Task to complete.
Pick up the story of studying the haggadah with a granddaughter and continue it past its last sentence.

--- start Provided text ---

My oldest granddaughter (now between 10th birthdays on Jewish and slave calendars) asked me to explain to her about shmura matzah.  I did... and she suddenly had an insight: "Oh! שמורה from the root שמר... watched or guarded!"  I was very proud of her.  I told her mother later that night who laughed and said, "Actually she said that she pointed out the relationship between שמורה and שמר to you."  If it gets her excited about learning Torah, I am not going to disabuse her of that thought.

Later that evening, she did asked excitedly if we could learn Torah.  I was all too happy to acquiesce.  We decided (after some urging from her daddy) to learn haggadah.  I rarely get to sit down and actually learn the haggadah (too busy before the seder, too involved with fulfilling the mitzvos during the seder, too tired after the seder...), so I really welcomed the opportunity.  For those same reasons, I don't often buy a new haggadah.  I have plenty to learn from the ones I have.  I have one that I particularly like, because it has the haggadah text first with minimal explanation, then oodles and oodles of right on simply meaning explanations at the back.

We started with the opening rhyme, "קַדֵּשׁ וּרְחַץ... מגִּיד רַחְצָה".

I saw an interesting question, why is "washing" -- which we do twice -- written two different ways; first וּרְחַץ, second רַחְצָה.  I asked my granddaughter and she proposed, "Maybe they are different because we don't wash for one and not for the other?  Since we do different things, we say the words differently?"  Actually... that was the second explanation they gave!  I was impressed!

--- end Provided text ---
--- start Provided data ---

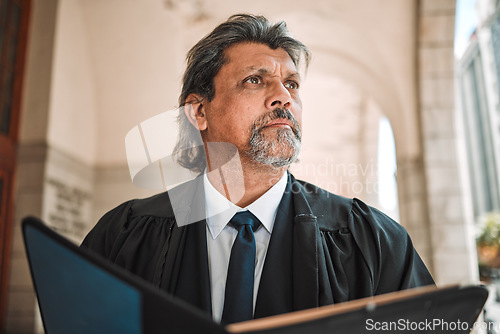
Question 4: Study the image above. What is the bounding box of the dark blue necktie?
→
[222,211,260,324]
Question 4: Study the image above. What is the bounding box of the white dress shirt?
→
[203,172,287,322]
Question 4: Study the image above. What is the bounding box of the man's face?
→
[203,43,302,167]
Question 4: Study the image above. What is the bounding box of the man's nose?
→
[266,81,292,109]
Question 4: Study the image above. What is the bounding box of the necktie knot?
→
[230,211,260,231]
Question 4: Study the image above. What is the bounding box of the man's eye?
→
[245,77,262,85]
[285,81,299,89]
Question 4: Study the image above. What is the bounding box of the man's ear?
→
[184,94,207,131]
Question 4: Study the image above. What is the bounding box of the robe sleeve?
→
[81,201,174,282]
[348,199,434,295]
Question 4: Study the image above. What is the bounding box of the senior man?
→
[82,15,434,323]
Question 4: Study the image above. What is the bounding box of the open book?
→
[23,217,488,334]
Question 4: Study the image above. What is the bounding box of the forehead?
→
[221,43,297,75]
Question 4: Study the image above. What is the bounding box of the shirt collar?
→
[203,172,288,239]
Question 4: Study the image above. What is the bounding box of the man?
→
[82,15,434,323]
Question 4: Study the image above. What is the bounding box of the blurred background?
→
[0,0,500,333]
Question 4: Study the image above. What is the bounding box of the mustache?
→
[252,108,301,138]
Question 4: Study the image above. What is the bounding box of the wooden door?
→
[0,0,30,332]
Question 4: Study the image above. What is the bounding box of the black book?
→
[22,217,488,334]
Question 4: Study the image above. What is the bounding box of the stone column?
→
[418,0,478,284]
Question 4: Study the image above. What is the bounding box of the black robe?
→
[82,174,434,318]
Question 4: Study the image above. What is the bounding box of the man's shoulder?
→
[291,176,353,230]
[292,178,406,234]
[124,178,202,218]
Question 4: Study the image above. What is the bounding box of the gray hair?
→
[174,14,310,173]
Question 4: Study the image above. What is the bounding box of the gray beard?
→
[247,110,302,168]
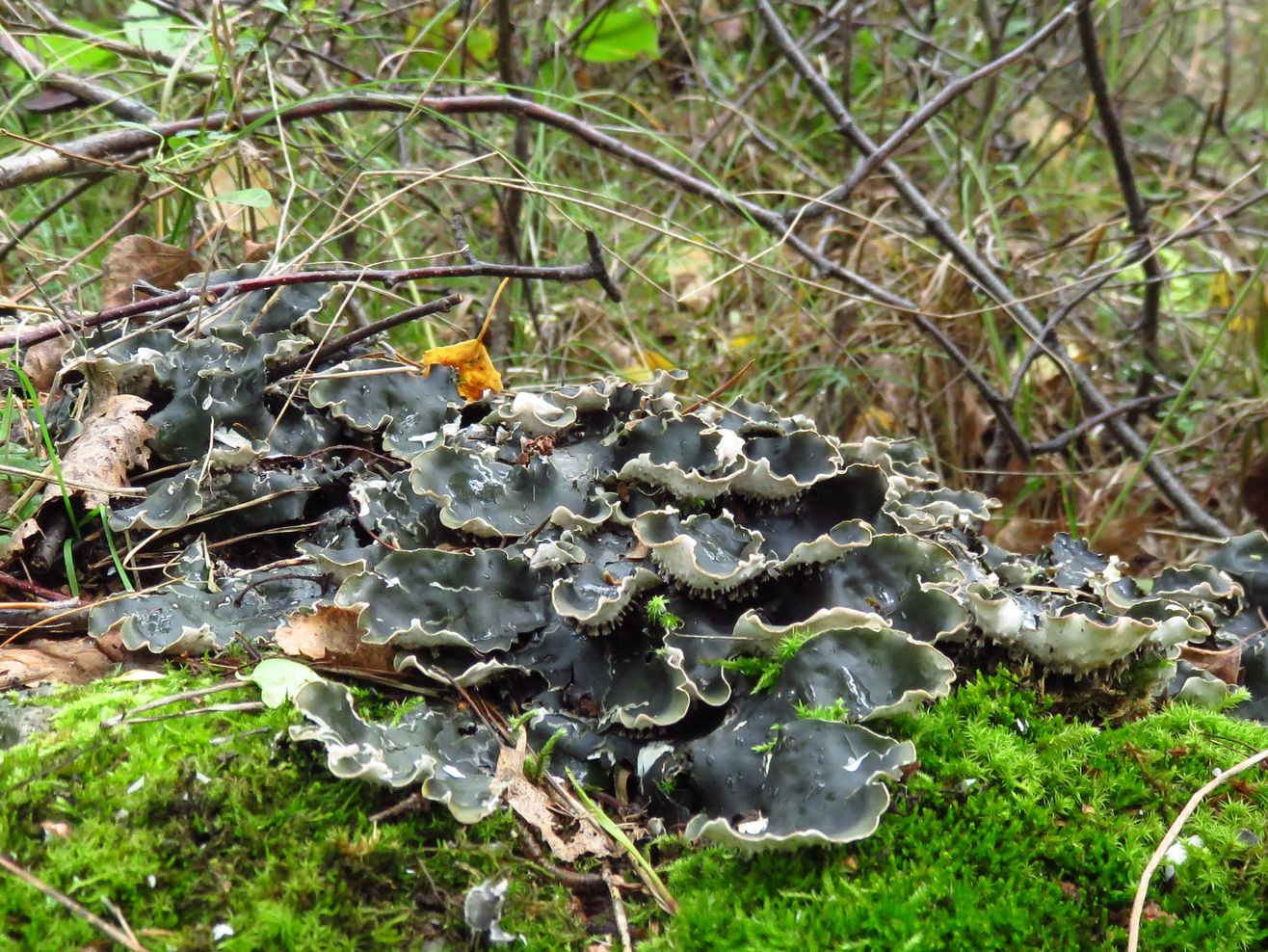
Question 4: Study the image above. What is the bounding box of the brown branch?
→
[1031,393,1171,455]
[0,853,145,952]
[0,27,159,121]
[786,5,1074,222]
[0,87,1231,536]
[0,172,108,261]
[754,0,1232,538]
[0,230,621,350]
[1076,0,1163,417]
[269,294,462,378]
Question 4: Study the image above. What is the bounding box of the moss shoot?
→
[0,672,1268,951]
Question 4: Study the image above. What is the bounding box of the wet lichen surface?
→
[0,672,1268,949]
[4,268,1268,948]
[0,672,585,952]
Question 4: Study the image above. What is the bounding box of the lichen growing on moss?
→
[0,672,585,952]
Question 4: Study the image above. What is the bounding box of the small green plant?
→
[796,698,850,722]
[706,627,815,694]
[524,727,568,782]
[753,724,779,754]
[647,595,682,634]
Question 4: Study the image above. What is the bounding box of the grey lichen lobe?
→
[79,278,1268,848]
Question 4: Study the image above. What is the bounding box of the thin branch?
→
[795,5,1074,222]
[1030,393,1171,457]
[0,172,108,261]
[0,230,621,350]
[0,853,147,952]
[0,27,159,121]
[754,0,1232,538]
[1076,0,1163,412]
[0,85,1231,536]
[269,294,462,378]
[1127,751,1268,952]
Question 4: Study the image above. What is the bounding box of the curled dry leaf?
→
[274,605,394,671]
[496,732,617,863]
[418,308,502,401]
[44,393,155,510]
[1180,642,1243,686]
[101,234,203,308]
[0,636,114,687]
[21,337,72,393]
[670,248,718,314]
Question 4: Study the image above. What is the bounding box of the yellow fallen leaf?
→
[621,350,674,383]
[418,308,502,401]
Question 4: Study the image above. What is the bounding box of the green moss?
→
[0,674,585,951]
[0,674,1268,952]
[645,675,1268,951]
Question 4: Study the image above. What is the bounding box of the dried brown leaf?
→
[0,636,114,687]
[21,337,71,393]
[494,734,618,863]
[44,393,155,510]
[274,605,394,671]
[101,234,203,308]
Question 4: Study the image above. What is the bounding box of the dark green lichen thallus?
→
[79,278,1268,848]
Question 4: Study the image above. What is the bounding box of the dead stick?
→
[1127,751,1268,952]
[0,853,148,952]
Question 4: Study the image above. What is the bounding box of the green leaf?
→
[466,27,497,65]
[16,20,118,75]
[212,189,273,208]
[569,3,661,64]
[123,0,189,56]
[238,658,322,707]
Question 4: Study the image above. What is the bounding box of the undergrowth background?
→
[0,0,1268,567]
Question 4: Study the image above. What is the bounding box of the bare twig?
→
[0,853,147,952]
[269,294,462,378]
[0,172,108,261]
[0,85,1231,536]
[602,863,634,952]
[789,5,1074,222]
[0,27,159,121]
[0,571,67,597]
[1076,0,1163,416]
[0,230,621,350]
[754,0,1232,538]
[1030,393,1171,457]
[1127,751,1268,952]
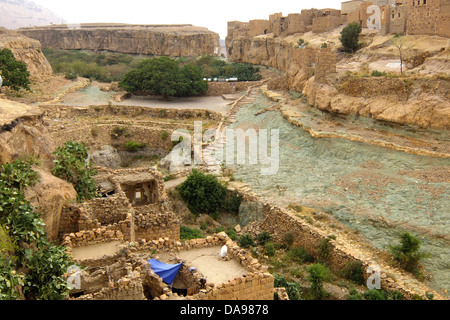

--- end Provided data ---

Final answer.
Their first explanation was awesome in its simplicity and forthright nature of this haggadah, and why I like it so much.  Ready?  Because it fits the rhyme.  Awesome.  Right on target.  וּרְחַץ matches/rhymes with יַחַץ,  Then רַחְצָה matches/rhymes with מַצָּה.  But... of course, we all know that there is more depth than that, so they gave the second explanation; a conclusion reached also by my awesome granddaughter.  Their third answer was noting that the difference was a ה attached to the once that referred to washing with a bracha.  ה has a numerical value of 5, and washing with a bracha has five requirements: appropriate food, appropriate vessel, appropriate water, must be poured directly by a Jew, appropriate quantity of water.

I (yes, sometimes I notice things also) noticed that וּרְחַץ is the only word in the rhyme that is connected to the previous with a conjunction.  I (yes, sometime I also have novel thoughts) wonder if this connection to קַדֵּשׁ is on purpose. That first washing is not something that is done all year, but is done on seder night when we are striving to bring a heightened level of holiness to even our most mundane actions.

Now you see why one haggadah's worth of explanations can last me for a good long time.